В этом эпизоде, воспроизводящем ситуацию косвенно-побочного коммуникативного акта (с тем только отличием, что непосредственно манифестируемый адресат фиктивен), герой-повествователь расширяет сферу своего сознания, почти по-бахтински инкорпорируя своих мыслимых собеседников не в качестве объекта, но — «полноправного чужого сознания»22. Однако это вовсе не последний уровень диалогичности в повести. Таковым является диалог повествователя со своими собственными мыслями — в момент, когда он в замешательстве стоит перед дверью своей комнаты, где находится вдруг оживший — как ему показалось — труп старухи. Вначале мысли объясняют герою, что за покойниками «надо следить и следить». Затем он вступает с ними в настоящий спор — со всеми характерными эмоциональными оттенками — упрямство, насмешливость и т. п.
..............................
- **Условие задания**:
Ответьте на вопросы по фрагменту о диалогичности в повести, помещая каждый ответ на отдельной строке под тем же номером.
1. Каким назван непосредственно манифестируемый адресат в эпизоде, воспроизводящем ситуацию косвенно-побочного коммуникативного акта?
2. Где стоит повествователь в тот момент, когда ведёт диалог со своими собственными мыслями?
3. Что мысли вначале объясняют герою?

(Данные для определения позиции)
..............................
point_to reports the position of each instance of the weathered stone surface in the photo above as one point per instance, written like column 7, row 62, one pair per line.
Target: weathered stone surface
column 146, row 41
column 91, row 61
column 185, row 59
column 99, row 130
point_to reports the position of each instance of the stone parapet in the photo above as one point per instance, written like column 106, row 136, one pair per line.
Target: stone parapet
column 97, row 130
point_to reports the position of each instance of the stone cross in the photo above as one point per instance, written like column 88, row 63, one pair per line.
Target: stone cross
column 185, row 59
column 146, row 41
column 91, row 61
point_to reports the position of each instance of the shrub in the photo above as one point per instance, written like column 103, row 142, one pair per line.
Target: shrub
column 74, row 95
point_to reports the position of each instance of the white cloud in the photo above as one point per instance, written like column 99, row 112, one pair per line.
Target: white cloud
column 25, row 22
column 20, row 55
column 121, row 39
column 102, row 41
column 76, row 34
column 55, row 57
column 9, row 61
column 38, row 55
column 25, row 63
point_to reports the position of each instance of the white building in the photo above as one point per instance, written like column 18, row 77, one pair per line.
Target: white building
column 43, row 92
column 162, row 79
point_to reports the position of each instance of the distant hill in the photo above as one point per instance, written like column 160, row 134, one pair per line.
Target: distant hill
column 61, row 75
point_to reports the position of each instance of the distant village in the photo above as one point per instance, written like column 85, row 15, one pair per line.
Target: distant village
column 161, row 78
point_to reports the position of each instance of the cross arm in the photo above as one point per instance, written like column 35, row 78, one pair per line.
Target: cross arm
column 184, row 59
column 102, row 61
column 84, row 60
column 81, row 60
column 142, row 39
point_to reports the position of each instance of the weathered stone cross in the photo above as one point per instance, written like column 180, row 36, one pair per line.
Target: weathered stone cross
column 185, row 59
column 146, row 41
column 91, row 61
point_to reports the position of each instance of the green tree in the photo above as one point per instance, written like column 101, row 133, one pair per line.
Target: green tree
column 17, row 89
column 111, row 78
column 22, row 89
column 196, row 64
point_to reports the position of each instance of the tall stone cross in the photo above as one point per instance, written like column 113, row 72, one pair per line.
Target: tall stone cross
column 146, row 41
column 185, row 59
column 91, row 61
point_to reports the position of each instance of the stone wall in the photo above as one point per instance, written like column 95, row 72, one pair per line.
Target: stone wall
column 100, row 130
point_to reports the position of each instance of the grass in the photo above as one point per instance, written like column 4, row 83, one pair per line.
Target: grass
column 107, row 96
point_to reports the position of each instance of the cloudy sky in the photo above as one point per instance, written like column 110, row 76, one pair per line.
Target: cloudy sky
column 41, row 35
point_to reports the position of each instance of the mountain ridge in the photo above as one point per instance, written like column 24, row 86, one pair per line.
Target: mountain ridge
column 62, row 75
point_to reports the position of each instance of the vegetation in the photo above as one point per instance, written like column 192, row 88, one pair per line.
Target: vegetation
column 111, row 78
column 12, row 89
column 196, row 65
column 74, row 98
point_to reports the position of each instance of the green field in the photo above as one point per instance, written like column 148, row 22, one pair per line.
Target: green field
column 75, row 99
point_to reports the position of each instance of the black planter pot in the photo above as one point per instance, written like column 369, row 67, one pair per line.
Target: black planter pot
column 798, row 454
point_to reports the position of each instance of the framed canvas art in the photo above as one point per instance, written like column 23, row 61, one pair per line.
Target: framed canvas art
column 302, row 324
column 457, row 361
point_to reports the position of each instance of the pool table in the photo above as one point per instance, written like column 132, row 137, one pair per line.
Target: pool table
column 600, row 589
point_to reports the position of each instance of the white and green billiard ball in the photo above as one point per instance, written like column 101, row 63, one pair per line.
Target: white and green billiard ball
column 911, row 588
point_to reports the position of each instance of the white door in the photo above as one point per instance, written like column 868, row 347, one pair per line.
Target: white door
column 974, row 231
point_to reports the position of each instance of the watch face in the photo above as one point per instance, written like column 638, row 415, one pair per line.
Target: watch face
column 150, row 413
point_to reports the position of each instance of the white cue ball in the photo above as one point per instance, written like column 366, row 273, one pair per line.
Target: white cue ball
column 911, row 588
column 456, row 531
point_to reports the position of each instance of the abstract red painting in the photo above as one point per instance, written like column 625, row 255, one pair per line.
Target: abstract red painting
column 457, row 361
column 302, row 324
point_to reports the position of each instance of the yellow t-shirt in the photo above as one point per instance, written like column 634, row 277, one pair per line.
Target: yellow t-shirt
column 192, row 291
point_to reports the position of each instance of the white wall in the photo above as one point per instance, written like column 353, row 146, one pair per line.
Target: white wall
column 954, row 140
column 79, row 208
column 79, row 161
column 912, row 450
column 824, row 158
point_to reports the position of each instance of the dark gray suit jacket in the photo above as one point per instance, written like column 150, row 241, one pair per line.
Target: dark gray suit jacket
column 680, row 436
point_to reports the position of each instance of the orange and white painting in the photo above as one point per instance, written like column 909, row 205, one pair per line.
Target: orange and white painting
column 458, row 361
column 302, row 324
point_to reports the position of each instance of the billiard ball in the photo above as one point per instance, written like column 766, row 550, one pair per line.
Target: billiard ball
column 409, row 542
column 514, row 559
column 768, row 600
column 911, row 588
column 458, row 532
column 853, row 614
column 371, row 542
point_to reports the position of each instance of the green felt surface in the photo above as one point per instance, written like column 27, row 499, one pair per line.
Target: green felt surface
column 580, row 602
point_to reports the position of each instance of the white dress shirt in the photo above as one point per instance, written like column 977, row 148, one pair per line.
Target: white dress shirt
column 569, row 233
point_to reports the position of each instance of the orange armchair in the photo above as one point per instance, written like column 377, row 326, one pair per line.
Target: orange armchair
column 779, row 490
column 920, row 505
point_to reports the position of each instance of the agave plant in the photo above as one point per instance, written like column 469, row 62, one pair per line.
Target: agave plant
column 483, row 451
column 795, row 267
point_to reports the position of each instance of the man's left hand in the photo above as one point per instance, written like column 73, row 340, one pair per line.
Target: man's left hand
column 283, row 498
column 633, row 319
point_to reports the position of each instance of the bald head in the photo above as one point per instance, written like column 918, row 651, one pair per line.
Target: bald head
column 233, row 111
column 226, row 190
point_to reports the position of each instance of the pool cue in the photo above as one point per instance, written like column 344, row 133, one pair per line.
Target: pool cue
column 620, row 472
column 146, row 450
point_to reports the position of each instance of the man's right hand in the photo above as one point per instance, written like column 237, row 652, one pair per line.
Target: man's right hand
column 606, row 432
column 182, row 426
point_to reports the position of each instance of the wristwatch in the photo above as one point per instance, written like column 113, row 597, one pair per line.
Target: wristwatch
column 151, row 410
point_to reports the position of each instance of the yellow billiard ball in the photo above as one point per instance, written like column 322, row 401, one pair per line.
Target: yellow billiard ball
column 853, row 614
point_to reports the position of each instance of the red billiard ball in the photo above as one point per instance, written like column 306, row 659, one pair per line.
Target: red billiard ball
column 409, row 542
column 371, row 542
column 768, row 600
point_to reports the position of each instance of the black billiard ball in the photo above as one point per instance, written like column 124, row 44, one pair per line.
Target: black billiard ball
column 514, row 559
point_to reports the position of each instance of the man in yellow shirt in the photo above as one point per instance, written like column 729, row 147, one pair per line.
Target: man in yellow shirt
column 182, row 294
..............................
- **Полный ответ**:
1. Непосредственно манифестируемый адресат фиктивен.
2. Он в замешательстве стоит перед дверью своей комнаты, где находится труп старухи, который, как ему показалось, вдруг ожил.
3. Мысли объясняют герою, что за покойниками «надо следить и следить».